Only those lines in the data below from the line containing "box: [0, 319, 1073, 461]" through the line containing "355L456 422L550 340L565", both included, should be restated word for word.

§ Task data:
* * * * * * * * *
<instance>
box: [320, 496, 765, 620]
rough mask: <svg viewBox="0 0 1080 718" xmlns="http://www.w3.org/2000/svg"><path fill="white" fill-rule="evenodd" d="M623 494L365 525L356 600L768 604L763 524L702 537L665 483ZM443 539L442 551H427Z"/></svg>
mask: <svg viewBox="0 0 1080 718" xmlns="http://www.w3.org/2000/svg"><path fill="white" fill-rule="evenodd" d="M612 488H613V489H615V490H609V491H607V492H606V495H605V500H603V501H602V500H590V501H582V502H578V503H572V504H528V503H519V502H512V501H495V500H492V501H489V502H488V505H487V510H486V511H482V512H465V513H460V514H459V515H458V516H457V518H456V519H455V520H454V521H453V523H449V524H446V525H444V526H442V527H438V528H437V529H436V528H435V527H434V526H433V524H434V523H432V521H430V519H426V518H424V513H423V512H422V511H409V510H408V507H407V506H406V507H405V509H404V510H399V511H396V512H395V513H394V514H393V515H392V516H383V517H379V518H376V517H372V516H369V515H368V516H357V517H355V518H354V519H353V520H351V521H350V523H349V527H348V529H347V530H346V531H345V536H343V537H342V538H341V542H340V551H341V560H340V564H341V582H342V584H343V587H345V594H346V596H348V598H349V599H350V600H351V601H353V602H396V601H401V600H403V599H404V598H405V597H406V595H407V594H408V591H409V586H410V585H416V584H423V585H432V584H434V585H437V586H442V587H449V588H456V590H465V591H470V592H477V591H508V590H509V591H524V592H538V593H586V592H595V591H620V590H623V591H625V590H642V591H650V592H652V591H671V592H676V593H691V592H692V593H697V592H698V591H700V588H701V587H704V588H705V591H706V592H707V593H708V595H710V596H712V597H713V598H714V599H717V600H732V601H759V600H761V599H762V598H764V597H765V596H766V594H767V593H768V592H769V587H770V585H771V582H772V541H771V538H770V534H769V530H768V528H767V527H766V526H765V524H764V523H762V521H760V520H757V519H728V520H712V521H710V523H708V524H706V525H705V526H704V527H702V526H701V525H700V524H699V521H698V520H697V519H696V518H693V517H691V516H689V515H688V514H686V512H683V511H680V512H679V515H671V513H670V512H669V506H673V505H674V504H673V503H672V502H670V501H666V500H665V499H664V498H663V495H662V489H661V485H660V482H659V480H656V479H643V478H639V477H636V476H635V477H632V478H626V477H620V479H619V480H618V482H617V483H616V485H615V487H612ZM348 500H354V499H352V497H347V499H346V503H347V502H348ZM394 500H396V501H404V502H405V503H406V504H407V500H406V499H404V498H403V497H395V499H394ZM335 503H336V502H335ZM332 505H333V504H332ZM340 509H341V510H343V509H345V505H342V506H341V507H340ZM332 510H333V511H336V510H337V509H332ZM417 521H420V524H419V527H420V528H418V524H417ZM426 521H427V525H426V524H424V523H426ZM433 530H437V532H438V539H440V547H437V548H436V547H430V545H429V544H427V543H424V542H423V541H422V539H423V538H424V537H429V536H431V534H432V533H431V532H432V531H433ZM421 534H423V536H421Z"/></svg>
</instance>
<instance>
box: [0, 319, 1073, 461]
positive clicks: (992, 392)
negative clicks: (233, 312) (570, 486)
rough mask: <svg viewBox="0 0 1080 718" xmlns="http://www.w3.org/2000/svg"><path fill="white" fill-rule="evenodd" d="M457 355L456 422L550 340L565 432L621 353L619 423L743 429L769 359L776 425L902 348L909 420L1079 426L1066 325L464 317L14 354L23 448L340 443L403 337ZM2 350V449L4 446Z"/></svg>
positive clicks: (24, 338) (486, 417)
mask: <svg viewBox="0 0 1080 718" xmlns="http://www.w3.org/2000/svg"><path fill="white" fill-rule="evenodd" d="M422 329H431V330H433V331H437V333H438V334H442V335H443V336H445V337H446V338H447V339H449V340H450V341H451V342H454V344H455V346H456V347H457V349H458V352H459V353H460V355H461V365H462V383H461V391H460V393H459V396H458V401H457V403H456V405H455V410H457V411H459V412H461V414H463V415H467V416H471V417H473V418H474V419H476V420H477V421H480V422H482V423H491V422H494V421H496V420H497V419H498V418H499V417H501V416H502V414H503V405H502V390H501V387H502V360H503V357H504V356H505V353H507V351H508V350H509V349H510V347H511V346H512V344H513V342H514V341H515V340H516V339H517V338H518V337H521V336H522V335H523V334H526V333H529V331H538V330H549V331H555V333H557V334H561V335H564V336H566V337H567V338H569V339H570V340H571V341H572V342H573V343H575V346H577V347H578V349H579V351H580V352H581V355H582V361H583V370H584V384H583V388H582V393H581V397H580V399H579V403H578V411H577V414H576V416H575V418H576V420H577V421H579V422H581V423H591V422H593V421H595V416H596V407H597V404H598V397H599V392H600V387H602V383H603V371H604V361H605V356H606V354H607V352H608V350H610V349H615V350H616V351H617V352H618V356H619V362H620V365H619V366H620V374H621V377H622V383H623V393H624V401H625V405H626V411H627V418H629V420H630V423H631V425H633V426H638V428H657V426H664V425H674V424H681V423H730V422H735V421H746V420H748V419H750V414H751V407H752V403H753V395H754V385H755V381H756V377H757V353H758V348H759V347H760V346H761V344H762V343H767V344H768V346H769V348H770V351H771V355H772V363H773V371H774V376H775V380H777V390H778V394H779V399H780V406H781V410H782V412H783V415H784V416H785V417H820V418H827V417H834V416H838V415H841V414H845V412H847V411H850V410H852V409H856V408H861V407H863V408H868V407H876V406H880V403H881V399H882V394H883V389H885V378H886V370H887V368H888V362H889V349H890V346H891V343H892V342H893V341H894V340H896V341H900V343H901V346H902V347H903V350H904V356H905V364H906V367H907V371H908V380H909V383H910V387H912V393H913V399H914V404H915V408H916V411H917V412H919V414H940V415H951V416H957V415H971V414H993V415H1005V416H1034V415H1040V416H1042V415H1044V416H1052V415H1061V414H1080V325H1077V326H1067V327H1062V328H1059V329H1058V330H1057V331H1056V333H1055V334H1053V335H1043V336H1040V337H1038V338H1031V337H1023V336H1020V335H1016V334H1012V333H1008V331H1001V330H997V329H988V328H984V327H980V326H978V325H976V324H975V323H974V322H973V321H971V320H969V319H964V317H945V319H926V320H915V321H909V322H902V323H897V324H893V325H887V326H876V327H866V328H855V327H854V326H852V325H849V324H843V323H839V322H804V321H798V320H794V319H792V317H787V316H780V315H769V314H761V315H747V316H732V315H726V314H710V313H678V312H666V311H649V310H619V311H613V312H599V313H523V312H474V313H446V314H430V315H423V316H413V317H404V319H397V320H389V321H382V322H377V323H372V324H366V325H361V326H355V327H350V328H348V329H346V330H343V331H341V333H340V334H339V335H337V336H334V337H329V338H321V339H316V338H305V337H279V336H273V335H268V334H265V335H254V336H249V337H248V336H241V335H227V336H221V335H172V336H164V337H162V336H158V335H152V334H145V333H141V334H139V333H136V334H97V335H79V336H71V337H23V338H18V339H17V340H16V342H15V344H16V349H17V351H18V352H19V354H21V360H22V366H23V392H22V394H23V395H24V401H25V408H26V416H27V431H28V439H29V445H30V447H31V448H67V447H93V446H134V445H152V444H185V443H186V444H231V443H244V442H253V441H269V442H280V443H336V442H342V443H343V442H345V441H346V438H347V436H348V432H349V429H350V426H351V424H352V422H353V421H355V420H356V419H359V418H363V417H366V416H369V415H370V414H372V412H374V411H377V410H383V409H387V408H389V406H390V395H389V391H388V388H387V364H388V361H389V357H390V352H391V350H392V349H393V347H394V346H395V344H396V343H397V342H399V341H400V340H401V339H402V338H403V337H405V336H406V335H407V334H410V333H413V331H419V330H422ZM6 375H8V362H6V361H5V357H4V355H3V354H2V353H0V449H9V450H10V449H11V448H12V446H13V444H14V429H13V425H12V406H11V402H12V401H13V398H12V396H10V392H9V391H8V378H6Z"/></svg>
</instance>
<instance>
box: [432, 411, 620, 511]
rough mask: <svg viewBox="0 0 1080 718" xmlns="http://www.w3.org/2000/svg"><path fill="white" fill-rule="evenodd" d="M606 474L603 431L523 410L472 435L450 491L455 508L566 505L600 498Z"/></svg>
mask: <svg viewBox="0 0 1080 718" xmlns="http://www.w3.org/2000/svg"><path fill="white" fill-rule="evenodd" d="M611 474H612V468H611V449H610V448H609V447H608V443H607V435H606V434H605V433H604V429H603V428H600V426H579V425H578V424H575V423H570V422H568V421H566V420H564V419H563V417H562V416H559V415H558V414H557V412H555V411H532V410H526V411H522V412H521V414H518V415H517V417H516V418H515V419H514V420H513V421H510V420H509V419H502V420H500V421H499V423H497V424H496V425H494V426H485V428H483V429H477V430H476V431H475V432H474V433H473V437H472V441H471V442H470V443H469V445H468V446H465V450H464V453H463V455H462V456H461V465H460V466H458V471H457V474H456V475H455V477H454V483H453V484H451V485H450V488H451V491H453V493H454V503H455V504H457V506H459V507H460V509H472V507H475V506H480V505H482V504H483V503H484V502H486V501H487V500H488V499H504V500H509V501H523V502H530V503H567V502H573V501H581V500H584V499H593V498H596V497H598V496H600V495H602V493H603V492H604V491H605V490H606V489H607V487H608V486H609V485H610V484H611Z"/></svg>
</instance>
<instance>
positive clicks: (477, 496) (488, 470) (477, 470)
* * * * * * * * *
§ Written response:
box: [0, 319, 1073, 461]
positive clicks: (992, 392)
negative clicks: (233, 312) (570, 486)
rough mask: <svg viewBox="0 0 1080 718" xmlns="http://www.w3.org/2000/svg"><path fill="white" fill-rule="evenodd" d="M457 355L456 422L550 340L565 432L621 353L619 423L743 429L769 359L776 425L902 348L909 420L1079 426L1066 325L464 317L14 354L23 448L340 443L403 337ZM2 350V449L4 446Z"/></svg>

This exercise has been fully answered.